▶ _Aim_
Rewrite every line, starting with the line that contains "Expected: one point per instance of the black earmuff" and going on through the end of the rows. Offset each coordinate in the answers by adding 95 to it, and leave all other text unchanged.

Point annotation rows:
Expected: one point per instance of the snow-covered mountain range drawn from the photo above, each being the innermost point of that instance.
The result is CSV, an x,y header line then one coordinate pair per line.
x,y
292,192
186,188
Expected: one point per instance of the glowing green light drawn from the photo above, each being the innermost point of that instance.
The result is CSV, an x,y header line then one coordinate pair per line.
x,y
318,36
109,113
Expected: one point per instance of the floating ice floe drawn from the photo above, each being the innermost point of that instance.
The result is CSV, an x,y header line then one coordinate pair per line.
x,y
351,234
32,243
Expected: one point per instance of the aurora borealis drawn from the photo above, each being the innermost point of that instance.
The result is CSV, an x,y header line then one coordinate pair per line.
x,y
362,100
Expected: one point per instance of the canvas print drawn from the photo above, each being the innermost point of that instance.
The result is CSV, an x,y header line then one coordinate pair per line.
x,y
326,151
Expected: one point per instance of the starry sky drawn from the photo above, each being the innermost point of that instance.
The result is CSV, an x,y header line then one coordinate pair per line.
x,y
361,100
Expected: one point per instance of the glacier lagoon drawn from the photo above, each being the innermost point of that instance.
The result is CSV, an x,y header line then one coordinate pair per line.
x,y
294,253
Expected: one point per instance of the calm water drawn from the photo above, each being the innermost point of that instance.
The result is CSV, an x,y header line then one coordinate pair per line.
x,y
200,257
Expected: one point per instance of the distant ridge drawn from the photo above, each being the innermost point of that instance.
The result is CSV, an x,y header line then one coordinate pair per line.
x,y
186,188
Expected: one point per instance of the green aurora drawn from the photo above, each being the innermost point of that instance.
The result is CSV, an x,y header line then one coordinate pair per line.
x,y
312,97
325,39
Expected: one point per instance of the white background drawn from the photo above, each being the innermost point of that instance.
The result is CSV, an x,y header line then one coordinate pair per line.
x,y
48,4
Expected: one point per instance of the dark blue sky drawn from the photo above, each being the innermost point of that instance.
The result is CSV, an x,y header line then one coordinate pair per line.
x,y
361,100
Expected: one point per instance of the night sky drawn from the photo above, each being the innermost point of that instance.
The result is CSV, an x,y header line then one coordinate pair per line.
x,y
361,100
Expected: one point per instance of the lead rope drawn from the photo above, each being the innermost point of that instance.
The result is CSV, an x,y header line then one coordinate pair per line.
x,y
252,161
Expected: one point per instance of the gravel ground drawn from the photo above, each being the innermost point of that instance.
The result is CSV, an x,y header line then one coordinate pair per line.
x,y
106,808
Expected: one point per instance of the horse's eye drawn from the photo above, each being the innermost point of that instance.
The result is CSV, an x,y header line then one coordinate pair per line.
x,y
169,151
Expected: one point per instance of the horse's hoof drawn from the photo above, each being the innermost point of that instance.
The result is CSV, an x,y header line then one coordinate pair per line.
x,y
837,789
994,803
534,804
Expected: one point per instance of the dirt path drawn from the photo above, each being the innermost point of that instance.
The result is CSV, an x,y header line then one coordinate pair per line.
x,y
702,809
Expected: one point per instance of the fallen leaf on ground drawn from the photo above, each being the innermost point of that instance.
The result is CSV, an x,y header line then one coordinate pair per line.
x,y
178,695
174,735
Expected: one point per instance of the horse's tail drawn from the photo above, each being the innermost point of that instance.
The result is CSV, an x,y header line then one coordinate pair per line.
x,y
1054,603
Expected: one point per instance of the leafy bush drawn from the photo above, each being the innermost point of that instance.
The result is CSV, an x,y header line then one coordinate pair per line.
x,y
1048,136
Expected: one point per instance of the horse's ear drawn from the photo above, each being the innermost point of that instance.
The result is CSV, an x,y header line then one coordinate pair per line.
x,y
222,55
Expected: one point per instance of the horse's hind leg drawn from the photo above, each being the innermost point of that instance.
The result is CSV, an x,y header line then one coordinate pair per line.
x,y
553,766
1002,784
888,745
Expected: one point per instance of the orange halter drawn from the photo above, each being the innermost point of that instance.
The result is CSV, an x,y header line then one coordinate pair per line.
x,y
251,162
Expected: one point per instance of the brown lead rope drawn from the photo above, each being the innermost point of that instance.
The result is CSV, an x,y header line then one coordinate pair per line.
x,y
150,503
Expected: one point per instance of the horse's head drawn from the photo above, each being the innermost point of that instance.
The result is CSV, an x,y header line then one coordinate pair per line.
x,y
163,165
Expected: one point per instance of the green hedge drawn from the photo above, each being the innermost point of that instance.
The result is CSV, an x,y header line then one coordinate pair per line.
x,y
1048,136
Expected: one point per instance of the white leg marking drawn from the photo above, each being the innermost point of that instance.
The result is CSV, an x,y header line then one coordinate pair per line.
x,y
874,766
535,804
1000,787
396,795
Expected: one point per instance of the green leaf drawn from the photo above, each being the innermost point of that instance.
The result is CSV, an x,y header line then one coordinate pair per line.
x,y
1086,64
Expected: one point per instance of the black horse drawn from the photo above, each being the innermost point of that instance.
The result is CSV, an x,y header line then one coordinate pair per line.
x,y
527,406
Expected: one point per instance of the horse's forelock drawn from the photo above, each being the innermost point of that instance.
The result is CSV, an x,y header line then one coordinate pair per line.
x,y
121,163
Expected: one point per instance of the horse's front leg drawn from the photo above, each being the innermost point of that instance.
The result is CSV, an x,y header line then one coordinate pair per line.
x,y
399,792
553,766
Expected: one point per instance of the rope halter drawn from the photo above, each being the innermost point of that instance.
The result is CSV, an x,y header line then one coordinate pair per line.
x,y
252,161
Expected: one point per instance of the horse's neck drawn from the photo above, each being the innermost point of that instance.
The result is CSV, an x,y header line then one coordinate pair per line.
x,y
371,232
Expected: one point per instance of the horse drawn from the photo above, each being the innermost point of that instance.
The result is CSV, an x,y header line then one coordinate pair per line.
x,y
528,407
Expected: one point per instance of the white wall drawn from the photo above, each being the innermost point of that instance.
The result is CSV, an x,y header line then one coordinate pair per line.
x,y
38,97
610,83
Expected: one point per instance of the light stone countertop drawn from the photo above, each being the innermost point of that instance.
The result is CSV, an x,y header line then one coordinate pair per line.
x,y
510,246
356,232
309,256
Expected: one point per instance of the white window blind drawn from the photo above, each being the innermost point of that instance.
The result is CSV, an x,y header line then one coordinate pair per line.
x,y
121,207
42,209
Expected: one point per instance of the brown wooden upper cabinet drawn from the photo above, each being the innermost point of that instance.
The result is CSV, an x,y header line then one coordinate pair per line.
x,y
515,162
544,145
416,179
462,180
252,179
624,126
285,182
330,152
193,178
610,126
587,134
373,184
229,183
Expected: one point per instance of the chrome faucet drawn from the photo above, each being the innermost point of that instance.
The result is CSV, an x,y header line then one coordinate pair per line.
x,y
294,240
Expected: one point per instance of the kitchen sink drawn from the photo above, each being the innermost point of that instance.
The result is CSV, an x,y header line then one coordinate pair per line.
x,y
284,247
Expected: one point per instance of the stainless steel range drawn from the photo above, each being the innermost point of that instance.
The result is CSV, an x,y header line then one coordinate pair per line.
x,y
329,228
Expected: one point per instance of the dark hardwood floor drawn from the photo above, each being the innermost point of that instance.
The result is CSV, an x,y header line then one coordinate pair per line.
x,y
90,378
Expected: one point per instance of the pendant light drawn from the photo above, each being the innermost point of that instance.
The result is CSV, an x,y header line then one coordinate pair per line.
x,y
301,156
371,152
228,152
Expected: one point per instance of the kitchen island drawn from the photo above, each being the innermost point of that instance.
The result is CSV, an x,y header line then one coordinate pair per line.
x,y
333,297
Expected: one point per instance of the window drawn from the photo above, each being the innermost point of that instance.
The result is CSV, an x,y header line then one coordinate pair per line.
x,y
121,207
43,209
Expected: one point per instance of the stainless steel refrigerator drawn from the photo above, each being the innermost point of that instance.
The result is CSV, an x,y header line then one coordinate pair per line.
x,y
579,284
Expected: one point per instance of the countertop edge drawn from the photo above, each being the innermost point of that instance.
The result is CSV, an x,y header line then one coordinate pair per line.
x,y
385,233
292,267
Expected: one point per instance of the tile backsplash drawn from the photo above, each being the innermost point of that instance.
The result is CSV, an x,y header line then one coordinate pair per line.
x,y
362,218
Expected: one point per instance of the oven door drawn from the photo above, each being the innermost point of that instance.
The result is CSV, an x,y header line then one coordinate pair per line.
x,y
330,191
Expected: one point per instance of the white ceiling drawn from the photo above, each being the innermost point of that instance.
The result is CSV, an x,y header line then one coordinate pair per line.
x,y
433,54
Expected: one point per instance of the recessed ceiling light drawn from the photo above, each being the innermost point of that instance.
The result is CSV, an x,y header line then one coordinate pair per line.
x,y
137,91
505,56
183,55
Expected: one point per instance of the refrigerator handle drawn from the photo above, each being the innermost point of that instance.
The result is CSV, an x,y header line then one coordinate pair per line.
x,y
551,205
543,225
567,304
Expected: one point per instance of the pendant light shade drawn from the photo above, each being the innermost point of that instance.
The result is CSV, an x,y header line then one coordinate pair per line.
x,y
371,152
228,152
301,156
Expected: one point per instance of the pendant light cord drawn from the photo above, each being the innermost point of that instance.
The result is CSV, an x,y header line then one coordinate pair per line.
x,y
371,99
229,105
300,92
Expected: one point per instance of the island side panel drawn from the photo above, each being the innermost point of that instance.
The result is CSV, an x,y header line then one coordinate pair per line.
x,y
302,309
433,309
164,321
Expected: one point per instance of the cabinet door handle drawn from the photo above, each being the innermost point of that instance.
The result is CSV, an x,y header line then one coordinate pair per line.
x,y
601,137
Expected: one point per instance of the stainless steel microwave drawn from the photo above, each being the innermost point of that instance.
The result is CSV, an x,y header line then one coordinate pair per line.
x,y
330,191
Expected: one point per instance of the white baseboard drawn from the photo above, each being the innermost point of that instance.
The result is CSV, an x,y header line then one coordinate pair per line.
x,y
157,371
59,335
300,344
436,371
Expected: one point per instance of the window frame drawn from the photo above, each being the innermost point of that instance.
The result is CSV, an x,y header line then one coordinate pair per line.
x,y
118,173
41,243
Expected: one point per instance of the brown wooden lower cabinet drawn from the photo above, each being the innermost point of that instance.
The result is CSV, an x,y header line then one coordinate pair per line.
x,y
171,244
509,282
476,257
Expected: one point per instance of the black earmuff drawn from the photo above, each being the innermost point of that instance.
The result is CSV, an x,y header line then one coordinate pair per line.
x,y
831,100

▶ _Correct output_
Expected: one point per instance of the black earmuff drawn from the photo above, each being the innermost point of that instance.
The result is CSV, an x,y header line then one coordinate pair per line.
x,y
926,195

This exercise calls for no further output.